-- What you will do --
Convert everything from the start of the records below down to the line containing "xmin=8 ymin=0 xmax=256 ymax=52", inclusive, into a JSON list of strings with one string per line. Omit blank lines.

-- Dataset extract --

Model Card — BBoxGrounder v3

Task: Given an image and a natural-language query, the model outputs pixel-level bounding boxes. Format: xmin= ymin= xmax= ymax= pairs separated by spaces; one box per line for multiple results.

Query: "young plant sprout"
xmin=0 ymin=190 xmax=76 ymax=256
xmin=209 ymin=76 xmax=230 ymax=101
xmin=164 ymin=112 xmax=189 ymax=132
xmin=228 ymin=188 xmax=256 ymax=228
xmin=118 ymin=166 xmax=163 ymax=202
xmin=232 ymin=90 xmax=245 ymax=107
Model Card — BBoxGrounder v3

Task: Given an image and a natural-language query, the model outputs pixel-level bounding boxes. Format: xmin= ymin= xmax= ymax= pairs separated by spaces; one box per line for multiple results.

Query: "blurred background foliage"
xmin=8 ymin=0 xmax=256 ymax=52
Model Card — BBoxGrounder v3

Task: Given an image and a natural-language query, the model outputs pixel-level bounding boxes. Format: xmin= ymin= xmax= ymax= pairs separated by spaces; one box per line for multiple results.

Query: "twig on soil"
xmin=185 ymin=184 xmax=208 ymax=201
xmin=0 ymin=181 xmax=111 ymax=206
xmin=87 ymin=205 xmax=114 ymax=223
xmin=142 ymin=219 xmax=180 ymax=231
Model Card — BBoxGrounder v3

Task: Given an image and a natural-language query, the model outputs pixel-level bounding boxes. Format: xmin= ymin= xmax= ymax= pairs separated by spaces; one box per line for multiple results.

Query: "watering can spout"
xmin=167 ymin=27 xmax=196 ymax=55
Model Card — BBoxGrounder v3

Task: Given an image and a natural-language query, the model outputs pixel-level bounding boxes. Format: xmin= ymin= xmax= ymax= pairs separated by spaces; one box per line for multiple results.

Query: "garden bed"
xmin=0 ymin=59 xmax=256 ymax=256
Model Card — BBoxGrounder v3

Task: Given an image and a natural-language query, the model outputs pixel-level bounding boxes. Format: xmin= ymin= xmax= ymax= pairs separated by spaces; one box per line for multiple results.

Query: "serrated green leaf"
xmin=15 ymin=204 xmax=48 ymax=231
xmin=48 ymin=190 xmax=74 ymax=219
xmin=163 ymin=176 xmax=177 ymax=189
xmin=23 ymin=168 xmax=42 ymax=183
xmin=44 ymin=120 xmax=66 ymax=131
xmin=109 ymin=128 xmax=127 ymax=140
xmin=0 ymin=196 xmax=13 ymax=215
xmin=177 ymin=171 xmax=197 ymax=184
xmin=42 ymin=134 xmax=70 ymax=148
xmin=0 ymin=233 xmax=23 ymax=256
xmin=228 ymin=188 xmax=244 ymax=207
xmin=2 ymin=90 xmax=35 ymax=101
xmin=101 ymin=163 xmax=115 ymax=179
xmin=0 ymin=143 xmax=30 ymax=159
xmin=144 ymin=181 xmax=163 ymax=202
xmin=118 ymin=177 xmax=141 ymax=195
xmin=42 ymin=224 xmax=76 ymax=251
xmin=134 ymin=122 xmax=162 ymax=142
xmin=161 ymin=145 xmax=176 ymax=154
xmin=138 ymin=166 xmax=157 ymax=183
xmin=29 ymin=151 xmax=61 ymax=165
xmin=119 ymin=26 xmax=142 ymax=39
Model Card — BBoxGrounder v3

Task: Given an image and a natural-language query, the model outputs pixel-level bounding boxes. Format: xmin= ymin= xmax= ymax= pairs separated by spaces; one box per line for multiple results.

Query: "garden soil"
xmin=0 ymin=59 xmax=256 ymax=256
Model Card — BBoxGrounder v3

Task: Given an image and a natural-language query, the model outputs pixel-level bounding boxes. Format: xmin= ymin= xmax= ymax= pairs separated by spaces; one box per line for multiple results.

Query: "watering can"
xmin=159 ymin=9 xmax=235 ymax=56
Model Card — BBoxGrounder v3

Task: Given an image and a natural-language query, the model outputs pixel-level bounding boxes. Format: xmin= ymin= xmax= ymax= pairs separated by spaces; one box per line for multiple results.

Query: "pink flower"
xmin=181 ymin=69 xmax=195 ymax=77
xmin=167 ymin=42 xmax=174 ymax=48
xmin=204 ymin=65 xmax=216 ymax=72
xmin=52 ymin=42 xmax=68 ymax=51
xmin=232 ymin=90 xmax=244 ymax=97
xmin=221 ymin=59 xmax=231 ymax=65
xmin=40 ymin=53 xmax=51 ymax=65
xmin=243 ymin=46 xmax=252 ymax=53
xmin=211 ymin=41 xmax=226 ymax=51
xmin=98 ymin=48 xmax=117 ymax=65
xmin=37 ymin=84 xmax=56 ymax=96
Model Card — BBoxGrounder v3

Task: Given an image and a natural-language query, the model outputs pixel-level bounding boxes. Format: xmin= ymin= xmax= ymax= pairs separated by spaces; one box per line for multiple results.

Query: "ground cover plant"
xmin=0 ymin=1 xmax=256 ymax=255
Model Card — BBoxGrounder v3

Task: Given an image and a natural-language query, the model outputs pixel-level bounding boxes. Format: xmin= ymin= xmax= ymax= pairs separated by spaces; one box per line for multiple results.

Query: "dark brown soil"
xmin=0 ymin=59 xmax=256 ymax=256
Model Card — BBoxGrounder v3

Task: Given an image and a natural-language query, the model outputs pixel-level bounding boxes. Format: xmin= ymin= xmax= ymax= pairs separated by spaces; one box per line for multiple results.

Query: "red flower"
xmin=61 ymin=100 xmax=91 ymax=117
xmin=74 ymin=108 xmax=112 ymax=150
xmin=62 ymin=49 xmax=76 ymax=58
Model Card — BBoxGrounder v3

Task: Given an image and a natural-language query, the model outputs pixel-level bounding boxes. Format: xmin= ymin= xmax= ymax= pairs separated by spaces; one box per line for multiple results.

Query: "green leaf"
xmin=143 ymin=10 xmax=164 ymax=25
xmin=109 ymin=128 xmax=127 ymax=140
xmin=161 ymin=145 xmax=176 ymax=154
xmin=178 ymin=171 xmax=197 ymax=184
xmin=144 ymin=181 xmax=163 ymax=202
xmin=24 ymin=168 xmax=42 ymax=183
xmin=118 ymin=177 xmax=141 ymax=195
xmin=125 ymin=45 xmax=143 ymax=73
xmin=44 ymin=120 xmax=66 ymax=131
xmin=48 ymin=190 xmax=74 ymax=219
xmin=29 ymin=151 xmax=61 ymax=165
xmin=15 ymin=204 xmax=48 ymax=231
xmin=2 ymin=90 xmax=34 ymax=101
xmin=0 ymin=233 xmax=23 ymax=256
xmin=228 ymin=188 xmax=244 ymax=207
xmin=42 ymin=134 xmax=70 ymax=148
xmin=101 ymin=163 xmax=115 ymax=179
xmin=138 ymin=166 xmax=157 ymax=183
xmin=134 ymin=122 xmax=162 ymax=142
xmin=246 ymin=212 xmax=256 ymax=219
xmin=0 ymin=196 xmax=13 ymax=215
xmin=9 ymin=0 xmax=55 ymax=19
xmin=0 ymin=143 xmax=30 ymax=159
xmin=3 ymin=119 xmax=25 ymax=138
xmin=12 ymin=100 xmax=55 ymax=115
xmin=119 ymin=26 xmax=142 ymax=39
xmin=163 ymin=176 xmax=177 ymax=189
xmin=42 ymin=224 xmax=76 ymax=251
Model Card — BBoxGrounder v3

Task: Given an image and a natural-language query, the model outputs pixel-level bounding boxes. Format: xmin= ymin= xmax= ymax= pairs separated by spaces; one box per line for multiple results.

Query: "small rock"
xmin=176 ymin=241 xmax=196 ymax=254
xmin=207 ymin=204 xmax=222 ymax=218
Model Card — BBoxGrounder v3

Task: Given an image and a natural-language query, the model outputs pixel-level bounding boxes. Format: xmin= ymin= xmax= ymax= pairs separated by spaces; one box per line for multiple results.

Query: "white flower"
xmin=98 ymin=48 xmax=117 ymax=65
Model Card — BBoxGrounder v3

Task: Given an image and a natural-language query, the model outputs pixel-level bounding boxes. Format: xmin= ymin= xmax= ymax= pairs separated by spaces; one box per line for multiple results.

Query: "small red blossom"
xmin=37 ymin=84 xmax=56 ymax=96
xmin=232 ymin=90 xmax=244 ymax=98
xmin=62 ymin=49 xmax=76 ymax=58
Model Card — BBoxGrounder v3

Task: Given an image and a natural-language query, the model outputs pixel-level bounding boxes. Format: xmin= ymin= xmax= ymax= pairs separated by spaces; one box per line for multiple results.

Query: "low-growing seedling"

-- Problem solution --
[
  "Model Card — BBoxGrounder v3",
  "Task: Given an image and a natural-language query, the model outputs pixel-level bounding boxes. Format: xmin= ymin= xmax= ymax= pairs separated by spaces; one box per line for multiple results.",
  "Query: \"young plant sprout\"",
  "xmin=0 ymin=190 xmax=76 ymax=256",
  "xmin=209 ymin=76 xmax=230 ymax=101",
  "xmin=164 ymin=112 xmax=189 ymax=132",
  "xmin=228 ymin=188 xmax=256 ymax=228",
  "xmin=118 ymin=166 xmax=163 ymax=202",
  "xmin=232 ymin=90 xmax=245 ymax=107",
  "Model Card — BBoxGrounder v3",
  "Task: Given an image and a natural-language query, the model outputs pixel-level bounding boxes. Format: xmin= ymin= xmax= ymax= pairs separated by spaces; one box per line for multiple results.",
  "Query: \"blurred background foliage\"",
  "xmin=8 ymin=0 xmax=256 ymax=52"
]